━━━━━ EXTRACT

In the previous issue of the Southern Utah News, an obituary was published for Dave Owens who only recently passed away, and whose funeral was the same week. Among the outpouring of condolences and mourning was a significant tone of good memories and a lasting legacy of hard work on behalf of the community - rather than run each individual submission, the SUN team decided to aggregate them in the following article.
From left to right, photos courtesy of the Owens family:
Stacy, Dave III. and Dave - proving that all of these causes and programs were family businesses. Photos courtesy of the Owens family.
Dave and Stacy in the football announcer’s booth. Dave was MC, scorekeeper and DJ for many, many Cowboy home football games.
Of all his titles and responsibilities, Dave was most proud of being “Grampa Tootie” to his beautiful granddaughters, baby Sofia on the left and Sasha on the right.
When Dave was on the headset, he was in charge – he called the show!

━━━━━━━━━━
━━━━━ STUDY MATERIAL

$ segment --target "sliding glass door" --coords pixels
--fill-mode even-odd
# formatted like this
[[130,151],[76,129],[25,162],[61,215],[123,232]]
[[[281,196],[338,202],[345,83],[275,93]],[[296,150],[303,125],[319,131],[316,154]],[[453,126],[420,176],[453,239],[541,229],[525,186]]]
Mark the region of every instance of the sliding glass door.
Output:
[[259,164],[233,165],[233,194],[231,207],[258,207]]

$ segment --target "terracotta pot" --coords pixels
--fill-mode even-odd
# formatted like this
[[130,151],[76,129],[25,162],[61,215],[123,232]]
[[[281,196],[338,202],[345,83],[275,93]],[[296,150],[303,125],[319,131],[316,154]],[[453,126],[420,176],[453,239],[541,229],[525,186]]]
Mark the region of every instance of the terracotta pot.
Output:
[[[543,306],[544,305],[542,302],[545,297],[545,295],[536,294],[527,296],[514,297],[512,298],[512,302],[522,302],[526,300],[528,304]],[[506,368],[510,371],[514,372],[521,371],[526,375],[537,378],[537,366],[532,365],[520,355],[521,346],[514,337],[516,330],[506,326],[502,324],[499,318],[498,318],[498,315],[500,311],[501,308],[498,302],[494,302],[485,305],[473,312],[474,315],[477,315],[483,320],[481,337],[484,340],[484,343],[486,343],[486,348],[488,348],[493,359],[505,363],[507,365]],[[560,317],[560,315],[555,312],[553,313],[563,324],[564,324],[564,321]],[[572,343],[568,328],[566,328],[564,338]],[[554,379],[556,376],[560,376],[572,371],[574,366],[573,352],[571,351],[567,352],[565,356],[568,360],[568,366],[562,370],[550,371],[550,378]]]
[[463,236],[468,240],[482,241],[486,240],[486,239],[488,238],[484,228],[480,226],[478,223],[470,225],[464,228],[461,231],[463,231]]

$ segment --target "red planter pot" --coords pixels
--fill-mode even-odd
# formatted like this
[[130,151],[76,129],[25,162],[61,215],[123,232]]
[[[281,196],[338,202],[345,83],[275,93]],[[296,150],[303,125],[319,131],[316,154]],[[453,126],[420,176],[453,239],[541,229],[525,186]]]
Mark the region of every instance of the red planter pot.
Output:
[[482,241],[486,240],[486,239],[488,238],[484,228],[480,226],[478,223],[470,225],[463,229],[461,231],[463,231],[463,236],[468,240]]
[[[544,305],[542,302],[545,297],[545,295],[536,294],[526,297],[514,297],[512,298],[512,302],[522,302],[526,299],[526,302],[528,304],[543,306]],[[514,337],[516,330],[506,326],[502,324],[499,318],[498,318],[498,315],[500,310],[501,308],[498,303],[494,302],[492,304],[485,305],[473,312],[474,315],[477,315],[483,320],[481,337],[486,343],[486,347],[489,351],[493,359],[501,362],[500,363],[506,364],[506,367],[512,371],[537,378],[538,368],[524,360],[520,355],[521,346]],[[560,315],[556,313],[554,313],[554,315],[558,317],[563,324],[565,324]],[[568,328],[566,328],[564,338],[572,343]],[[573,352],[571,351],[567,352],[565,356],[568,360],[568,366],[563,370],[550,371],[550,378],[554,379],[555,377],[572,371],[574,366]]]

━━━━━━━━━━

## CHECK YOUR UNDERSTANDING
A: What roles did Dave fill at Cowboy home football games, according to the Dave Owens article?
B: Copy the Dave Owens article from "From left to" to "home football games.".
C: Could you take the Dave Owens article further, picking up after its last sentence?
The material is not needed for any of this.

## RESPONSES
A: MC, scorekeeper and DJ

B:
From left to right, photos courtesy of the Owens family:
Stacy, Dave III. and Dave - proving that all of these causes and programs were family businesses. Photos courtesy of the Owens family.
Dave and Stacy in the football announcer’s booth. Dave was MC, scorekeeper and DJ for many, many Cowboy home football games.

C:
Dave played many roles in his community. His paying job was working IT for the Kane County offices and courthouse, a role at which he made so many significant changes that, according to former Clerk/Auditor Karla Johnson, he was “absolutely priceless.”
County Human Resources Director Rhonda Gant said of Dave, “His contributions make the County run … I can’t imagine these offices trying to do their day-to-day without Dave’s improvements. It’s like he brought the place into the modern era.” More than one person who knew Dave recalled the massive key rings he had, a significant metaphor for his responsibilities around the county. Gant says of Dave’s experience and willingness to assist, “His institutional knowledge was so much appreciated. I don’t know what we would have done without Dave, in the beginning and over the years.” Dave worked at the county for over 30 years before retiring in late 2020.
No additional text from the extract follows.